[Entries provided]:

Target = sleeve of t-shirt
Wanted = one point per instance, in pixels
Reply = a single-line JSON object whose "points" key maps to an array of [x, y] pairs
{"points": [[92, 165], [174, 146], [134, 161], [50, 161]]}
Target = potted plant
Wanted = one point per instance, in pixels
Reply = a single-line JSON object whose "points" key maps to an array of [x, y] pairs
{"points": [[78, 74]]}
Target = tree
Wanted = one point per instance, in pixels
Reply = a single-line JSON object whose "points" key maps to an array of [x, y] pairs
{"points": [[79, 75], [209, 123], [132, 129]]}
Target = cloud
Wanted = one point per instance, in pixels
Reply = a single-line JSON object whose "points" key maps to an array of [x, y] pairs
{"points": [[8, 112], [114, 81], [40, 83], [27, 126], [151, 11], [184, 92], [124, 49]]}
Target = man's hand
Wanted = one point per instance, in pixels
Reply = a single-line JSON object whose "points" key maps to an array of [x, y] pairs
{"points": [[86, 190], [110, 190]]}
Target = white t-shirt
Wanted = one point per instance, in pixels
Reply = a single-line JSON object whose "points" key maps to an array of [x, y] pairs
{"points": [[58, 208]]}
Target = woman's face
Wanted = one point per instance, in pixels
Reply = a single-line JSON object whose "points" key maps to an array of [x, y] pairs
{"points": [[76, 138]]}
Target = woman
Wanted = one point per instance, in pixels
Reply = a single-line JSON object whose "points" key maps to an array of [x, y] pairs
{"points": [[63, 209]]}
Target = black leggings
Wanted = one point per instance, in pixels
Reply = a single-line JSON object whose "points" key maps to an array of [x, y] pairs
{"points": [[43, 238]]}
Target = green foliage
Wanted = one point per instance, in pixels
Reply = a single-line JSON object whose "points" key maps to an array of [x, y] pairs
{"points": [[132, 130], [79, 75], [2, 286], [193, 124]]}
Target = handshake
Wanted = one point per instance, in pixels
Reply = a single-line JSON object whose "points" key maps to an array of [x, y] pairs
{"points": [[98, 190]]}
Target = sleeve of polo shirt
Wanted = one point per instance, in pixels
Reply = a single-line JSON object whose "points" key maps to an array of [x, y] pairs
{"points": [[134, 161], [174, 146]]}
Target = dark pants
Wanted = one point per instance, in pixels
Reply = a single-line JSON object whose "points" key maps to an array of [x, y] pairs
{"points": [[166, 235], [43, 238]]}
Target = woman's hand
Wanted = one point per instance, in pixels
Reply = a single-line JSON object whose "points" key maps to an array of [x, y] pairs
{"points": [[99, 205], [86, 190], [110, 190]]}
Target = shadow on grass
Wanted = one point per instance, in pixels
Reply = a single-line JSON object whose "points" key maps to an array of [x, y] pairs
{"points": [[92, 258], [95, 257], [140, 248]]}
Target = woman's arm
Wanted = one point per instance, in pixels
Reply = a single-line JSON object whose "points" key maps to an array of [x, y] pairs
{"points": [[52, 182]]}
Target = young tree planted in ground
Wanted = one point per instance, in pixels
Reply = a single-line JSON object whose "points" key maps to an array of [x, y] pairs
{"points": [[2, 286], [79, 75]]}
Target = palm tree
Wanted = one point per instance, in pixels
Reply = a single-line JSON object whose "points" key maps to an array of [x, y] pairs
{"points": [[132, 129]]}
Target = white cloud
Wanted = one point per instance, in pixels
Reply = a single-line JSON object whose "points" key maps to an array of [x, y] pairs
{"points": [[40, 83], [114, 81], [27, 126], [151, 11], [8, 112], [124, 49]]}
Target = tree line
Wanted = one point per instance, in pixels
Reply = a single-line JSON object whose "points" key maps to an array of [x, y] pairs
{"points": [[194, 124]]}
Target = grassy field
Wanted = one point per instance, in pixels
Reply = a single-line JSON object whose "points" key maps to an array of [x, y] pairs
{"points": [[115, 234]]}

[Exercise]: Rewrite every item above, replacing "in pixels" with "in pixel coordinates" and leaving everything else unchanged.

[Result]:
Target = sleeve of t-shirt
Wanted = one point per instance, in pixel coordinates
Reply = a single-line JSON object whose "points" key maps to an array of [x, y] pairs
{"points": [[92, 165], [174, 146], [134, 161], [50, 161]]}
Target = potted plant
Wanted = one point per instance, in pixel coordinates
Reply = a single-line JSON object whose "points" key maps to an array of [x, y] pairs
{"points": [[78, 74]]}
Target = tree
Wanted = one point per instance, in pixel coordinates
Reply = a single-line JSON object whose "points" key maps to an array of [x, y] pairs
{"points": [[79, 75], [209, 123], [132, 129]]}
Target = cloud
Wanted = one point per instance, in pixel coordinates
Reply = a single-line JSON object whose "points" key maps to an array of [x, y] pairs
{"points": [[8, 112], [114, 81], [40, 83], [27, 126], [151, 11], [184, 92], [124, 49]]}
Target = man's hand
Wanted = one point per instance, in pixel coordinates
Reply = a single-line JSON object whose "points" key maps to an array of [x, y] pairs
{"points": [[86, 190], [110, 190]]}
Target = white t-shirt
Wanted = one point per instance, in pixel coordinates
Reply = a single-line JSON object whose "points" key maps to an array of [x, y] pairs
{"points": [[58, 208]]}
Target = woman's face
Wanted = one point per instance, in pixel coordinates
Reply = a single-line JSON object whose "points" key maps to an array of [x, y] pairs
{"points": [[76, 138]]}
Target = woman
Wanted = one point per instance, in pixel coordinates
Reply = a single-line JSON object whose "points" key maps to an array of [x, y] pairs
{"points": [[63, 209]]}
Target = black leggings
Wanted = one point per instance, in pixel coordinates
Reply = a single-line JSON object whose "points" key maps to an array of [x, y] pairs
{"points": [[43, 238]]}
Target = green foliage
Wanted = one point per instance, in pixel coordinates
Reply = a single-line JSON object whose "points" key maps to an array of [x, y] pairs
{"points": [[132, 130], [79, 75], [2, 286], [193, 124]]}
Target = handshake
Wanted = one point per instance, in pixel coordinates
Reply = a single-line JSON object whose "points" key maps to an array of [x, y] pairs
{"points": [[98, 190]]}
Target = sleeve of polo shirt
Wanted = one point per instance, in pixel coordinates
Reply = a single-line JSON object whose "points" key maps to an array of [x, y] pairs
{"points": [[134, 161], [174, 146]]}
Target = dark pants
Wanted = one point per instance, in pixel coordinates
Reply = a single-line JSON object whose "points" key maps to an array of [x, y] pairs
{"points": [[166, 235], [43, 238]]}
Target = woman's hand
Wanted = one point per instance, in pixel coordinates
Reply = a single-line JSON object whose "points" key maps to an array of [x, y] pairs
{"points": [[99, 205], [86, 190], [110, 190]]}
Target = shadow on grass
Wanted = one point per instance, in pixel coordinates
Reply = a single-line JSON object whose "points" key maps to an array of [x, y] pairs
{"points": [[92, 258], [95, 257], [140, 248]]}
Target = woman's arm
Wanted = one point per instance, in pixel coordinates
Reply = a single-line JSON object whose "points" key maps to an array of [x, y] pairs
{"points": [[52, 182]]}
Target = young tree planted in ground
Wanted = one point per instance, in pixel coordinates
Reply = a single-line JSON object whose "points" key maps to an array of [x, y] pairs
{"points": [[2, 286], [79, 75]]}
Target = palm tree
Wanted = one point per instance, in pixel coordinates
Reply = a single-line JSON object whose "points" key maps to an array of [x, y] pairs
{"points": [[132, 129]]}
Target = white cloud
Wanted = one point per instance, in pixel coordinates
Reply = a single-line JSON object whose "points" key maps to an array of [x, y] pairs
{"points": [[40, 83], [114, 81], [27, 126], [151, 11], [8, 112], [124, 49]]}
Target = tree line
Wanted = one point per instance, in pixel coordinates
Reply = a single-line JSON object whose "points" key maps to an array of [x, y] pairs
{"points": [[194, 124]]}
Target = grassy field
Wanted = one point per instance, in pixel coordinates
Reply = a single-line JSON object whose "points" key maps to an array of [x, y] pairs
{"points": [[115, 234]]}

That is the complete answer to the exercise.